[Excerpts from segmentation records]
========================================

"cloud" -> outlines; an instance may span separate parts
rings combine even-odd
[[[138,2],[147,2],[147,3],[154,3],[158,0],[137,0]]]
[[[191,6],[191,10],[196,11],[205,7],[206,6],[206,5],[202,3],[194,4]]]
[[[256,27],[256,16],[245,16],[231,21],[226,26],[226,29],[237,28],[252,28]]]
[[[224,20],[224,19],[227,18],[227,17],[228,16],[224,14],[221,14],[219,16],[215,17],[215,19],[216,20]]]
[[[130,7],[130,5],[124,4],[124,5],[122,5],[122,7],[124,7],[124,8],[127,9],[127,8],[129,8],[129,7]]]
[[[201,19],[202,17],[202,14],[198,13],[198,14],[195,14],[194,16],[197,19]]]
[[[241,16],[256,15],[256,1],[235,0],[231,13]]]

========================================

Task statement:
Update the items above by changing "outlines" to "polygons" and leaving every other character as it is.

Answer to the exercise:
"cloud" -> polygons; an instance may span separate parts
rings combine even-odd
[[[138,2],[147,2],[147,3],[154,3],[158,0],[137,0]]]
[[[191,6],[191,10],[196,11],[205,7],[206,6],[206,5],[202,3],[194,4]]]
[[[256,27],[256,16],[245,16],[231,21],[226,26],[226,29],[237,28],[252,28]]]
[[[224,20],[224,19],[227,18],[227,17],[228,16],[224,14],[221,14],[219,16],[215,17],[215,19],[216,20]]]
[[[130,7],[130,5],[124,4],[124,5],[122,5],[122,7],[124,7],[124,8],[127,9],[127,8],[129,8],[129,7]]]
[[[201,19],[202,17],[202,14],[198,13],[198,14],[195,14],[194,16],[197,19]]]
[[[241,16],[256,15],[256,1],[235,0],[231,13]]]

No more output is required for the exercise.